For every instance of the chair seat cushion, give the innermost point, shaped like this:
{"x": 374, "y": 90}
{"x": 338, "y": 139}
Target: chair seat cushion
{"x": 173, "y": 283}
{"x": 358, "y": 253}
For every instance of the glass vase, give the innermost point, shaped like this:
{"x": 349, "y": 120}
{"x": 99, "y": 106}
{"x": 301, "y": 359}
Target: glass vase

□ □ □

▶ [REQUIREMENTS]
Copy out every line of the data above, requests included, and scale each x and y coordinate in the answers by 2.2, rounding to whole numbers with halves going up. Keep the numbers in the requests and their sample points unchanged.

▶ [WRITTEN SOLUTION]
For every instance of the chair seat cushion, give the innermost point, shaped like this:
{"x": 374, "y": 90}
{"x": 338, "y": 139}
Target: chair seat cushion
{"x": 381, "y": 623}
{"x": 788, "y": 557}
For every instance of the glass vase, give the innermost point, shaped like this:
{"x": 349, "y": 120}
{"x": 99, "y": 106}
{"x": 301, "y": 359}
Target: glass vase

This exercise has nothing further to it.